======== DATA FOR THE TASK

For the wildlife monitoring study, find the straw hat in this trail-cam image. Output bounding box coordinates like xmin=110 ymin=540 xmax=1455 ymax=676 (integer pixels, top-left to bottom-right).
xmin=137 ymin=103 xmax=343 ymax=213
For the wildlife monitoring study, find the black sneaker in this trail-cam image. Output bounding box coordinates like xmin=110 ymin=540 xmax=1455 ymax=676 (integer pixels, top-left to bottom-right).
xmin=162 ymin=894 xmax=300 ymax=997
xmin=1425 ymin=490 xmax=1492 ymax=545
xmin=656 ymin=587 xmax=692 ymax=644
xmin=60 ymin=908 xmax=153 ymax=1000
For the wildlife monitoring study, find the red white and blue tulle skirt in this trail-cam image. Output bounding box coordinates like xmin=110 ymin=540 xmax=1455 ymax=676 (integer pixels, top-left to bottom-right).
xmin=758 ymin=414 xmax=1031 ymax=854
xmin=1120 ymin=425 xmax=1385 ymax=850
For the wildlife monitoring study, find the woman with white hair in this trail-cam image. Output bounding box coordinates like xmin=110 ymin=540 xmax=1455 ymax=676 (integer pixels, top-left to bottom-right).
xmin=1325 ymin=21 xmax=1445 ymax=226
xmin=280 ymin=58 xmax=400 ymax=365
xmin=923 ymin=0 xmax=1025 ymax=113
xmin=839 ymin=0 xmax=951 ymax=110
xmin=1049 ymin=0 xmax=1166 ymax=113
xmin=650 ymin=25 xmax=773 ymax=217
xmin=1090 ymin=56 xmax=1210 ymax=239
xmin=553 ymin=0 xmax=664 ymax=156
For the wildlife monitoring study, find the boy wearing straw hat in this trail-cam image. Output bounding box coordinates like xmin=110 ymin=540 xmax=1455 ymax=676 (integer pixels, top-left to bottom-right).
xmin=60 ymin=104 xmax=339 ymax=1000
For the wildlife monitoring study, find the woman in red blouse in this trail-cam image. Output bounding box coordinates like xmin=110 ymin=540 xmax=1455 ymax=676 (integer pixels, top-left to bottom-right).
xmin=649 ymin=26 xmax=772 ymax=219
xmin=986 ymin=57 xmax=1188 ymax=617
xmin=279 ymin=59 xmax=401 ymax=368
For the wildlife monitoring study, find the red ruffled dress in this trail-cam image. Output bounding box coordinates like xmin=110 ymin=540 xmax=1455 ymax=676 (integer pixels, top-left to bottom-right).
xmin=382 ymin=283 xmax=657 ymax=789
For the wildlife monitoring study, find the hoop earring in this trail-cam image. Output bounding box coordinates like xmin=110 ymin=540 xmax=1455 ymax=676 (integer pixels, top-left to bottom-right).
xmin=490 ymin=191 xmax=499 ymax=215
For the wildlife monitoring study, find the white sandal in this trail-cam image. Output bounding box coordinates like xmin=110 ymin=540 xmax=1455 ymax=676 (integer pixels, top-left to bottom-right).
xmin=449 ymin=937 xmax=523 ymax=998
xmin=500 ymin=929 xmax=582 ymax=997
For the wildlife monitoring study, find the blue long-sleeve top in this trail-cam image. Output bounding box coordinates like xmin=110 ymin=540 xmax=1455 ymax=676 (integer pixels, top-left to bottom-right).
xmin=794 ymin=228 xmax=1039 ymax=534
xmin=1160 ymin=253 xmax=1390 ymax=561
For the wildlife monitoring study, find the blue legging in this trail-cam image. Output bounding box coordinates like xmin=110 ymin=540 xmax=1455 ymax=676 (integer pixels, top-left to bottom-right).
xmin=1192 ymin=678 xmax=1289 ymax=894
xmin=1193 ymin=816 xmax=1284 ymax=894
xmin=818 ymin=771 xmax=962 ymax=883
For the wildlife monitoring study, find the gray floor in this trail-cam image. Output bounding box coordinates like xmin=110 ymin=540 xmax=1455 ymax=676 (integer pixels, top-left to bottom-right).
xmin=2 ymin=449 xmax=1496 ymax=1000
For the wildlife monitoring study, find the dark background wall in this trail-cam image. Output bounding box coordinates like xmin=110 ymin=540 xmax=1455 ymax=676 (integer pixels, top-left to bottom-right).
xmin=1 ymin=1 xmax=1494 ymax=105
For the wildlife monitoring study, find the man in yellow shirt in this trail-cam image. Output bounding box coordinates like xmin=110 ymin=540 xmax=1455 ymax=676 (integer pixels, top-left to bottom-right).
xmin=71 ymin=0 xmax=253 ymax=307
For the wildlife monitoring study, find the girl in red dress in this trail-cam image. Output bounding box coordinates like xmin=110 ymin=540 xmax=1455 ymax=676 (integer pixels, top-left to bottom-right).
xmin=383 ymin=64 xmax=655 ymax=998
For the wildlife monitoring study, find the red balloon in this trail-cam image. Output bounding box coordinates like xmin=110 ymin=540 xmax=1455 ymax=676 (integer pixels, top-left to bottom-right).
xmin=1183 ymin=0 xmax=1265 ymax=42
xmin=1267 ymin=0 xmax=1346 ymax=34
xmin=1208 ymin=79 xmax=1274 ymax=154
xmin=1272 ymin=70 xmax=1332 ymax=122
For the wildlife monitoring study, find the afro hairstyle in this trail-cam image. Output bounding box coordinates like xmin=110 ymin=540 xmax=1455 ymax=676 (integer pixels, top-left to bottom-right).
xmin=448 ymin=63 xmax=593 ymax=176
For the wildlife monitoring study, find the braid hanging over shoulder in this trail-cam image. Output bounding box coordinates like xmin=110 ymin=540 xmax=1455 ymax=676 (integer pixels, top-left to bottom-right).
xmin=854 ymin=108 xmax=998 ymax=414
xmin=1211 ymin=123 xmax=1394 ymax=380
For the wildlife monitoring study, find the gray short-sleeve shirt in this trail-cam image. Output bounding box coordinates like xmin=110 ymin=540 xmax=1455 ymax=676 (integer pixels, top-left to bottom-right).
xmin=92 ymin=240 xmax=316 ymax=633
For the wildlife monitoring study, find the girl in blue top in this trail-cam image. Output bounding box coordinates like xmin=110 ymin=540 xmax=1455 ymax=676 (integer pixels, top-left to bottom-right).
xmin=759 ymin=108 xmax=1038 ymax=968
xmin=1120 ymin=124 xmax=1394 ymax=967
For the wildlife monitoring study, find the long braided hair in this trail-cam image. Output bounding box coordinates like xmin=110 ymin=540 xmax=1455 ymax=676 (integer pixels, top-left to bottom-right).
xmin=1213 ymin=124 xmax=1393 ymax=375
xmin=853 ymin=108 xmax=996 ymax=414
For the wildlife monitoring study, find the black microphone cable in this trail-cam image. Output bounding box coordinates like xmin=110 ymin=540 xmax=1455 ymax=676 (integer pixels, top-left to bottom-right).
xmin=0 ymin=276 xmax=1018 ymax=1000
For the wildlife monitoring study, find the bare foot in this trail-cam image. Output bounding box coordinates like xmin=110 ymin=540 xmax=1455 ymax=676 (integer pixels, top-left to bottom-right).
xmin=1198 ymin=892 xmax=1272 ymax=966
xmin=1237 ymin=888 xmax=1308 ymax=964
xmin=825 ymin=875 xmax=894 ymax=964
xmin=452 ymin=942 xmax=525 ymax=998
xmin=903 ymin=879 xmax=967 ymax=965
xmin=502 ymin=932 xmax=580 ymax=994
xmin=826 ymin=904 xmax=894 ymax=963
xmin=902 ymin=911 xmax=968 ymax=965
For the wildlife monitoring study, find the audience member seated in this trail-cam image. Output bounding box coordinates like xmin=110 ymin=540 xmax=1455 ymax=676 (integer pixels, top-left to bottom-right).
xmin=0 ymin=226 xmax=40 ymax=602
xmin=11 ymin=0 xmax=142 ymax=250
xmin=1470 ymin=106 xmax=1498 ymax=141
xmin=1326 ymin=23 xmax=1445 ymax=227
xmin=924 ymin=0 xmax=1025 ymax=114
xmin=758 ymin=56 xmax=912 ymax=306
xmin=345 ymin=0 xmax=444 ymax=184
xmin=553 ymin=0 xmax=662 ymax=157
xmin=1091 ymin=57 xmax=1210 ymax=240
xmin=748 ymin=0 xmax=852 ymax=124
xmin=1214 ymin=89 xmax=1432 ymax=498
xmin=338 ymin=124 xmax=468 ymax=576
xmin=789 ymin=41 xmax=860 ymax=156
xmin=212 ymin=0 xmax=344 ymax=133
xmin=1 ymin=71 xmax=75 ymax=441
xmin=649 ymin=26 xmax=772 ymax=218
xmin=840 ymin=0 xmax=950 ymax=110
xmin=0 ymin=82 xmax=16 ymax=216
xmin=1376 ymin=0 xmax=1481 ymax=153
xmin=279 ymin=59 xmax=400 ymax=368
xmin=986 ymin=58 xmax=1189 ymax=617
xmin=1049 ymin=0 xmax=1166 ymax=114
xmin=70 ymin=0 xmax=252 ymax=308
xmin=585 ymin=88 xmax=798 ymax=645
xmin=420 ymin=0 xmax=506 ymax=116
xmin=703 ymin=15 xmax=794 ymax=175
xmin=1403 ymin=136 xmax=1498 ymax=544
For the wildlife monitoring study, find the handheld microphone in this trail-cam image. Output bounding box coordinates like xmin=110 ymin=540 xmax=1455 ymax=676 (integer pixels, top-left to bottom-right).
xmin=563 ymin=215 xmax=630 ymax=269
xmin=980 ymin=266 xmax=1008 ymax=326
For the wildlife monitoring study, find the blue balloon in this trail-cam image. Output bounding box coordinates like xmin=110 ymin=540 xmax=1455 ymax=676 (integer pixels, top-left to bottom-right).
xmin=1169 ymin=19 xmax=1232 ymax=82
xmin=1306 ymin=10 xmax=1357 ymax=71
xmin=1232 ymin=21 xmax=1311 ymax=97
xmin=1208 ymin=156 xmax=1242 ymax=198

================

**WHAT YOU SHOULD DO:** Up to and including the last line of the data, copy each line exactly, starting with the line that contains "For the wildlife monitoring study, find the audience".

**ANSWER FOR THIS EXERCISE:**
For the wildlife monitoring study, find the audience member seated in this trail-cam image. Output bounding box coordinates like xmin=110 ymin=540 xmax=1455 ymax=676 (integer pixels, top-left to bottom-right).
xmin=0 ymin=226 xmax=40 ymax=602
xmin=11 ymin=0 xmax=142 ymax=250
xmin=1470 ymin=106 xmax=1498 ymax=141
xmin=1326 ymin=23 xmax=1445 ymax=227
xmin=924 ymin=0 xmax=1025 ymax=114
xmin=758 ymin=56 xmax=912 ymax=306
xmin=345 ymin=0 xmax=444 ymax=184
xmin=553 ymin=0 xmax=662 ymax=157
xmin=1091 ymin=57 xmax=1210 ymax=240
xmin=748 ymin=0 xmax=852 ymax=124
xmin=1214 ymin=89 xmax=1432 ymax=498
xmin=338 ymin=124 xmax=468 ymax=576
xmin=789 ymin=41 xmax=860 ymax=156
xmin=212 ymin=0 xmax=344 ymax=133
xmin=1 ymin=71 xmax=75 ymax=441
xmin=649 ymin=26 xmax=772 ymax=218
xmin=840 ymin=0 xmax=950 ymax=110
xmin=0 ymin=82 xmax=16 ymax=216
xmin=1376 ymin=0 xmax=1481 ymax=153
xmin=279 ymin=59 xmax=400 ymax=368
xmin=986 ymin=58 xmax=1189 ymax=617
xmin=1049 ymin=0 xmax=1166 ymax=114
xmin=70 ymin=0 xmax=252 ymax=308
xmin=585 ymin=88 xmax=798 ymax=645
xmin=420 ymin=0 xmax=506 ymax=116
xmin=703 ymin=15 xmax=794 ymax=175
xmin=1403 ymin=136 xmax=1498 ymax=544
For the wildlife monitoring study, find the handheld microphone in this trail-cam image. Output bounding box coordinates like xmin=110 ymin=540 xmax=1455 ymax=676 (integer pixels, top-left to bottom-right).
xmin=563 ymin=215 xmax=630 ymax=269
xmin=980 ymin=266 xmax=1008 ymax=326
For the wildlife monitoring study, find the blue balloon in this trail-cam image. Output bounding box coordinates like xmin=110 ymin=540 xmax=1455 ymax=676 (integer pixels, top-left to bottom-right).
xmin=1169 ymin=19 xmax=1232 ymax=82
xmin=1306 ymin=10 xmax=1357 ymax=71
xmin=1232 ymin=21 xmax=1311 ymax=97
xmin=1208 ymin=156 xmax=1242 ymax=198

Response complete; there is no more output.